# Exercise details:
Set down the line that contains "Exercise. Point out the tennis" and every line after it to the end of the entries, exactly as they stand and nothing more.
-- START Records to use --
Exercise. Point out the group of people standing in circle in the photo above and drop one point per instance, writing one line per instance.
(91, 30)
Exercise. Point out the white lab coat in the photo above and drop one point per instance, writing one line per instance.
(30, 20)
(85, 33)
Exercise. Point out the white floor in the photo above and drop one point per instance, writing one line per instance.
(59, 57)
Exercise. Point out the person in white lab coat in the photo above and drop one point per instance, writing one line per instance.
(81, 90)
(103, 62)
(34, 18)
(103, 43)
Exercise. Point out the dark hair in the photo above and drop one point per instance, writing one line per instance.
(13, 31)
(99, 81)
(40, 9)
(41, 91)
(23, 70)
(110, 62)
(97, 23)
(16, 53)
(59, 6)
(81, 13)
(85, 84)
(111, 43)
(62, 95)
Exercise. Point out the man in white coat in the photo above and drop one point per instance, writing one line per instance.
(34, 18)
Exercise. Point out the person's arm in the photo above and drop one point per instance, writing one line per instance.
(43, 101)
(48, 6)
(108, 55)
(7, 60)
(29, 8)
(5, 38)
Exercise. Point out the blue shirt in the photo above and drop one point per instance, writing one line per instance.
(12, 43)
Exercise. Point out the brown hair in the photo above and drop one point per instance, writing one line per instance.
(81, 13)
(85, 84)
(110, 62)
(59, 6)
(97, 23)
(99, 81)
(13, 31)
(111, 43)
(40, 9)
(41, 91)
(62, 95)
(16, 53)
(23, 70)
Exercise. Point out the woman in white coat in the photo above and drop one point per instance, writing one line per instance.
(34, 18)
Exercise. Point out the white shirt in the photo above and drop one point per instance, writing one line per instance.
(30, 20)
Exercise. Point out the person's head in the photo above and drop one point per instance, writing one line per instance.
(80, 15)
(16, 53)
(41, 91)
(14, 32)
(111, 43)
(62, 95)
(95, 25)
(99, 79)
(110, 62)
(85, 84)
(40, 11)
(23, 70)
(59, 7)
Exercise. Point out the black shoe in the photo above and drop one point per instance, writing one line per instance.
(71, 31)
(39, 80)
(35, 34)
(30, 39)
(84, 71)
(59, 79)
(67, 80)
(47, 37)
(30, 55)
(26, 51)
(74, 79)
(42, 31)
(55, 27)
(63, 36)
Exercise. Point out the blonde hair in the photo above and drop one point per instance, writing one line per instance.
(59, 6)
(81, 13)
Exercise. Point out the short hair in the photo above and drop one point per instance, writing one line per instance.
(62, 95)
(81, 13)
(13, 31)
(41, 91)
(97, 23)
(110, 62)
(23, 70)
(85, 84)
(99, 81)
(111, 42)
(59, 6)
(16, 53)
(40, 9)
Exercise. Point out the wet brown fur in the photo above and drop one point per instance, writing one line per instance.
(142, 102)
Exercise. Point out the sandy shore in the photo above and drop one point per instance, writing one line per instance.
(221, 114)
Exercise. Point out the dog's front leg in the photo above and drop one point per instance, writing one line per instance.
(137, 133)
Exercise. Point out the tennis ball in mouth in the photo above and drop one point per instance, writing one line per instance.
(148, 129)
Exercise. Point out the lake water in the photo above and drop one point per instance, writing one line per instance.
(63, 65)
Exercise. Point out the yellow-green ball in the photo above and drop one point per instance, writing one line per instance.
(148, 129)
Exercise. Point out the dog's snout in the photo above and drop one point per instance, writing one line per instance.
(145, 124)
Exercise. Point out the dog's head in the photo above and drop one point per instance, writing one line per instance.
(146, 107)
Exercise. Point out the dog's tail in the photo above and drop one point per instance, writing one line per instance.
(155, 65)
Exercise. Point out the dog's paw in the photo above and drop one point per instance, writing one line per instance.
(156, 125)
-- END Records to use --
# Output for this task:
Exercise. Point out the tennis ball in mouth in the photo above and drop one point per instance, writing one line per instance.
(148, 129)
Exercise. Point out the lake water in the photo above and drop one point per instance, writing one line per instance.
(63, 65)
Exercise. Point out the yellow-green ball in the photo above and drop one point per instance, writing one line per instance.
(148, 129)
Exercise. Point out the dog's snout in the photo above and drop one point per instance, writing one line per instance.
(145, 124)
Exercise. Point out the dog's head in the photo above and drop one point per instance, writing one line per instance.
(146, 107)
Exercise. Point out the dog's tail in the photo above and drop one point per instance, writing one line per instance.
(155, 65)
Exercise. Point out the dog's paw in the photo above and drop one point per instance, writing one line per instance.
(156, 125)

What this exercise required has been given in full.